* _Problem to work on_: Copy verbatim the block of lines in the entries below whose first line contains "Query: american flag" and whose last line contains "find the concrete memorial". Leave out all other lines.

──────── Dataset extract

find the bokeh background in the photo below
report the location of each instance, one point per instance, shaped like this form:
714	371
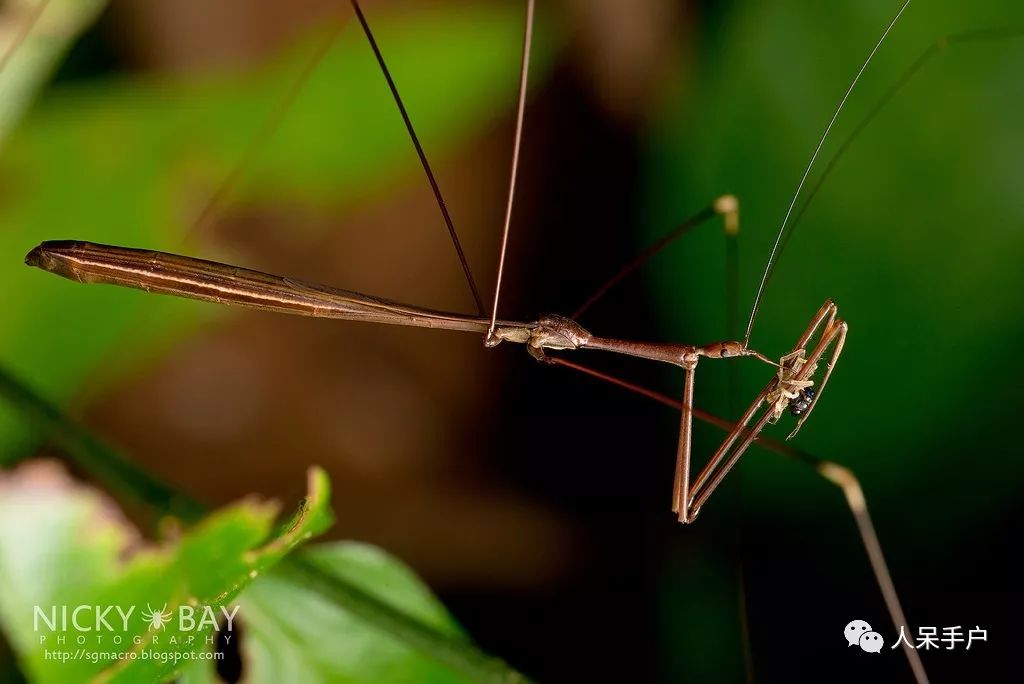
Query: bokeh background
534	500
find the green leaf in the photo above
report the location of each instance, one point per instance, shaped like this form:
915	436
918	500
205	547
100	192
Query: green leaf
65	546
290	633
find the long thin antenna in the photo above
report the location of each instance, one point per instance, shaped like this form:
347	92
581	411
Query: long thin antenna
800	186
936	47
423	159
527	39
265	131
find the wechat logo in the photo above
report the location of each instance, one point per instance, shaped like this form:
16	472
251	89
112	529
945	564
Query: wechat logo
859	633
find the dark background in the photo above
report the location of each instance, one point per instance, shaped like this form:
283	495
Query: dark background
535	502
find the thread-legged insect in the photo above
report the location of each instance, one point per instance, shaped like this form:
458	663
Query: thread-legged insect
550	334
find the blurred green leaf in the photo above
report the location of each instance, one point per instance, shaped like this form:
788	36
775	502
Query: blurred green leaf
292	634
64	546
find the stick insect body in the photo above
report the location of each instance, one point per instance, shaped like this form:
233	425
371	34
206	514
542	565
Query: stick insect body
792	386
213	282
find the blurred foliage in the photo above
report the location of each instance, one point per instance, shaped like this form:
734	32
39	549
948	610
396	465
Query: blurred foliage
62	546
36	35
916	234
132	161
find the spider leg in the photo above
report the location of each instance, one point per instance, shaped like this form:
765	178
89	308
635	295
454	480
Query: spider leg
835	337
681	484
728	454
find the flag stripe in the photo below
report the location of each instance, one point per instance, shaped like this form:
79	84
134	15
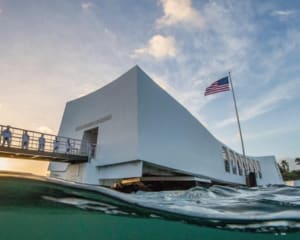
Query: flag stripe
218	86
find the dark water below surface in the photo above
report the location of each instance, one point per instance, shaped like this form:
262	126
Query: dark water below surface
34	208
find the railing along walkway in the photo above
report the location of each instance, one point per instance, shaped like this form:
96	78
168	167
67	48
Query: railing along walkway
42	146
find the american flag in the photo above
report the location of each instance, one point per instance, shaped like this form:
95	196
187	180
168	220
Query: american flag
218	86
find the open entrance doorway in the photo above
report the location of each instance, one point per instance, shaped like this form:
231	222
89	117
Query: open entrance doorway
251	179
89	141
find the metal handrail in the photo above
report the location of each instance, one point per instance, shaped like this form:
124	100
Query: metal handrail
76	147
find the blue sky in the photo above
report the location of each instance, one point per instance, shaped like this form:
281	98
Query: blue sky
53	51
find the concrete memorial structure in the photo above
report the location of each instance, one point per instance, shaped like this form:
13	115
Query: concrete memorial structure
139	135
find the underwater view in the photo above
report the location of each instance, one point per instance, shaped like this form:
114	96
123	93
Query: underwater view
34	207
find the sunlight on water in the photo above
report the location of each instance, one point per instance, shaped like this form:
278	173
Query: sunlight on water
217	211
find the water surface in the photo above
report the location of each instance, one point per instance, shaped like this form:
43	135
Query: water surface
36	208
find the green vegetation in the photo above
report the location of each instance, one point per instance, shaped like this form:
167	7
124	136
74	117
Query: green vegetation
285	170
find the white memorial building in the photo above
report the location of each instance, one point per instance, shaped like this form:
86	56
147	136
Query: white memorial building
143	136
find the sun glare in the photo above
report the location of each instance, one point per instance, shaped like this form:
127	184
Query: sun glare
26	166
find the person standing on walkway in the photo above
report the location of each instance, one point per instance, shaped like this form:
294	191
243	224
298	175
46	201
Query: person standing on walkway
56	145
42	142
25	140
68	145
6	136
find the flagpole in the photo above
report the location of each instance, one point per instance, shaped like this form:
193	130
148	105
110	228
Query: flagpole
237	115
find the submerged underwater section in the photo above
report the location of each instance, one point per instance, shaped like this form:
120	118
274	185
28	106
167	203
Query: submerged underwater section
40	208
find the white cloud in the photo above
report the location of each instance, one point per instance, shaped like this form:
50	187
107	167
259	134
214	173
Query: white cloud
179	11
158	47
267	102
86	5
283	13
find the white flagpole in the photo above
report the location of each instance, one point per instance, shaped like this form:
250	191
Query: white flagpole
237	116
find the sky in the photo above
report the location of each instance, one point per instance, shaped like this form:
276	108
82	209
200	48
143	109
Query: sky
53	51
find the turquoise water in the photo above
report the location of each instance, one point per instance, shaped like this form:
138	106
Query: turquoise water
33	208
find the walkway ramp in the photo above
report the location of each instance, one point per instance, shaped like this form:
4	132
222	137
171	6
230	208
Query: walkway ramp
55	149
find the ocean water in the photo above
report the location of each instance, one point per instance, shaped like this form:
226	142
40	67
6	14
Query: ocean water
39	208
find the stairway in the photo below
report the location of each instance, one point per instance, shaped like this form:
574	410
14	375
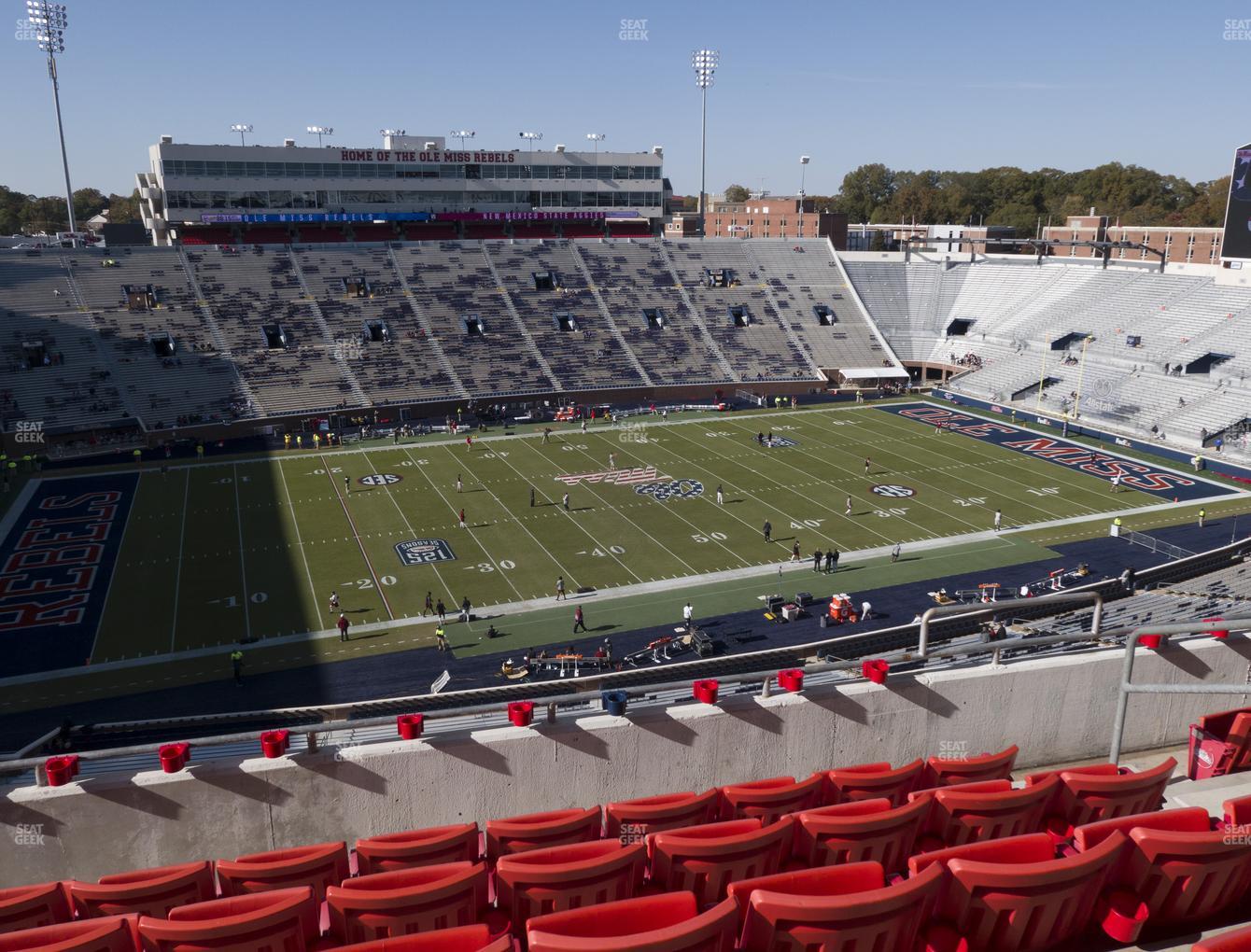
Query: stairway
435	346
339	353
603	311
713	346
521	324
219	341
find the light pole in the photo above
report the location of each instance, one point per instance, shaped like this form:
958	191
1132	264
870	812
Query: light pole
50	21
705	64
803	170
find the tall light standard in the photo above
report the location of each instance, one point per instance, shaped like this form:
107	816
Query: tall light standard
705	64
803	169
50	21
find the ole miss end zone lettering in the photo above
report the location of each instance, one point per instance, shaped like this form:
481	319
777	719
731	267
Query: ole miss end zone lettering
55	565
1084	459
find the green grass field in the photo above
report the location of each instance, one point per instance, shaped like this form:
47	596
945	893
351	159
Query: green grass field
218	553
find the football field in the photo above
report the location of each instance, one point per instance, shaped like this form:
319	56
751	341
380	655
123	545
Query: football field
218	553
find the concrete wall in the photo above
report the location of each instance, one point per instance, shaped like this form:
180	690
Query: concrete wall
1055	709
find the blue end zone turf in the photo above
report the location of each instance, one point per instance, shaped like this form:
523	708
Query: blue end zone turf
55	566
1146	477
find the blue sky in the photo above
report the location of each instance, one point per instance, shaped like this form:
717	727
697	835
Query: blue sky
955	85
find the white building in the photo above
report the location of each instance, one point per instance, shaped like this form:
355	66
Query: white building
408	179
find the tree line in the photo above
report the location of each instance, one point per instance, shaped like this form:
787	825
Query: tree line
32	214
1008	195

────────────────
──────── Dataset extract

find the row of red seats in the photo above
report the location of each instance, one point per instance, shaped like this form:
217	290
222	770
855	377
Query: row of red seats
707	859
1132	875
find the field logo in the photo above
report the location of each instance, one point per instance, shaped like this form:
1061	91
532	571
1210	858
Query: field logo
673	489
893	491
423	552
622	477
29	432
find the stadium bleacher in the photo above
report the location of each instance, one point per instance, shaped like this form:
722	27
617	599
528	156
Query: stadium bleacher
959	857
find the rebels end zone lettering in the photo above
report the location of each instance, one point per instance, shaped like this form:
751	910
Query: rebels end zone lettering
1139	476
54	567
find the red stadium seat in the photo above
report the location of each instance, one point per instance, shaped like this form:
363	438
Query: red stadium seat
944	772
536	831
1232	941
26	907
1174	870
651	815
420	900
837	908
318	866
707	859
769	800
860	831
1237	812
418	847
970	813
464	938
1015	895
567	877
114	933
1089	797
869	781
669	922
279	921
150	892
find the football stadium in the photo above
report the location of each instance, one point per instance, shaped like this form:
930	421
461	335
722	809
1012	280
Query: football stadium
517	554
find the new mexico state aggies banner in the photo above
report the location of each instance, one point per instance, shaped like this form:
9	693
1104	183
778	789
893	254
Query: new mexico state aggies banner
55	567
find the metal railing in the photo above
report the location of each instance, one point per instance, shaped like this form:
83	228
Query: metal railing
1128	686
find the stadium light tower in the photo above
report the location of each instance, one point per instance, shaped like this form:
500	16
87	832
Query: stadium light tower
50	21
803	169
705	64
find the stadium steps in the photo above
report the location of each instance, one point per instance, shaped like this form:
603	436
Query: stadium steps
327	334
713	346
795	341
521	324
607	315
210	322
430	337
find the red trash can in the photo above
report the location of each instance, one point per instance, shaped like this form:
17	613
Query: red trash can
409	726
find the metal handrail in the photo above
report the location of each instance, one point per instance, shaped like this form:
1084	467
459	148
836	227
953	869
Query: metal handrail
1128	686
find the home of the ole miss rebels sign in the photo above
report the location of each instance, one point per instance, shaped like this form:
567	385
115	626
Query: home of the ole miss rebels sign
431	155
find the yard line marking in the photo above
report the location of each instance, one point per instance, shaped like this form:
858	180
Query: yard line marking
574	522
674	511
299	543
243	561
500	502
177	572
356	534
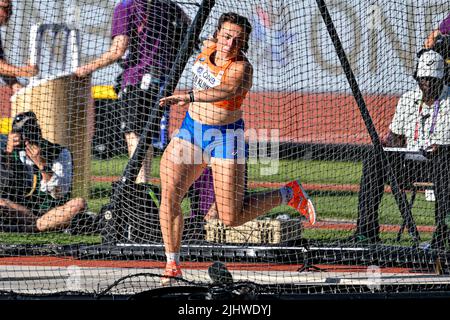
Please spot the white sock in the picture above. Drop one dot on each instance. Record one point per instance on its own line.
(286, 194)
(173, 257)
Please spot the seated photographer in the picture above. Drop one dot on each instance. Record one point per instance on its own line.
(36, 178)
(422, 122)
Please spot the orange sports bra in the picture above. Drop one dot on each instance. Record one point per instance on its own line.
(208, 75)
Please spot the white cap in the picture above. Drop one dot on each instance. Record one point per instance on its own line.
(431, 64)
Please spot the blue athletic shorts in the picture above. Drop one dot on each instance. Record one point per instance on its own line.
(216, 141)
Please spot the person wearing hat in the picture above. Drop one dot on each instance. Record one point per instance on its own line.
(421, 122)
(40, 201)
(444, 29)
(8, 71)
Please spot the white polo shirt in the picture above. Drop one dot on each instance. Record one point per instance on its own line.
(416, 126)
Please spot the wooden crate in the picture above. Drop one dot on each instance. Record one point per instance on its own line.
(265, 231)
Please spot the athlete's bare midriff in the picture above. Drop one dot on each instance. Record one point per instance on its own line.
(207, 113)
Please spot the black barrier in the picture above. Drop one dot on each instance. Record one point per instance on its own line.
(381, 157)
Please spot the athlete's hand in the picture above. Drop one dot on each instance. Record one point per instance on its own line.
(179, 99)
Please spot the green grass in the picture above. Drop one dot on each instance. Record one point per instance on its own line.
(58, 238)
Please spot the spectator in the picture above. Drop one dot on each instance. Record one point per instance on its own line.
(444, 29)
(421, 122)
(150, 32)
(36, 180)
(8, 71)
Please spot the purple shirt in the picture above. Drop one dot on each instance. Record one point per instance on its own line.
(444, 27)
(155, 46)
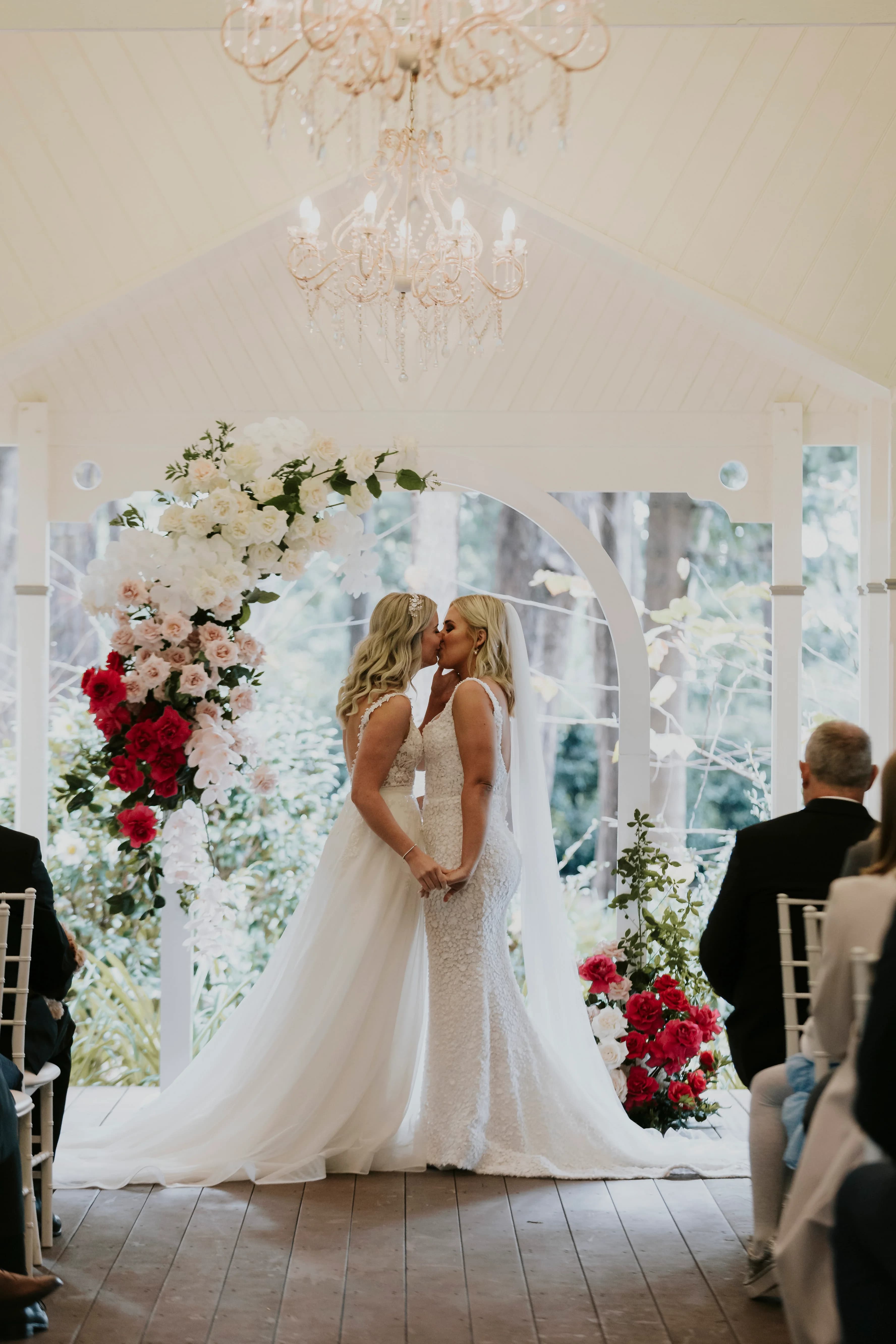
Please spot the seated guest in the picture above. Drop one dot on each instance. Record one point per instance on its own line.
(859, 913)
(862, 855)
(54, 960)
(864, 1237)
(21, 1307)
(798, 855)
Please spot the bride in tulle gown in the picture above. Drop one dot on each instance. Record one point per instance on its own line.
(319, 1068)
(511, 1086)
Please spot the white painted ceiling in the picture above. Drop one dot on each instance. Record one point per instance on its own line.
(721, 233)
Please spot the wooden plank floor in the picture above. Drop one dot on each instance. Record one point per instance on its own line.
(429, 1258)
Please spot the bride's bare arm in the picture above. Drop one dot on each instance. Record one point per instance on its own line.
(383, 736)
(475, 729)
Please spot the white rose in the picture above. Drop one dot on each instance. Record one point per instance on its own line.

────────────────

* _Result of the exercise_:
Query: american flag
218	86
find the open entrance doorway in the photo above
report the location of each instance, one point per instance, shaped like this form:
231	222
89	117
Query: open entrance doorway
251	179
89	141
find the metal handrail in the photo above
report the location of each instance, one point per instance, shaped like this form:
124	100
Query: metal handrail
76	147
find the blue sky in the photo above
report the location of each instance, one point per instance, shaped like this form:
281	98
Query: blue sky
53	51
find the concrete memorial structure in the photo above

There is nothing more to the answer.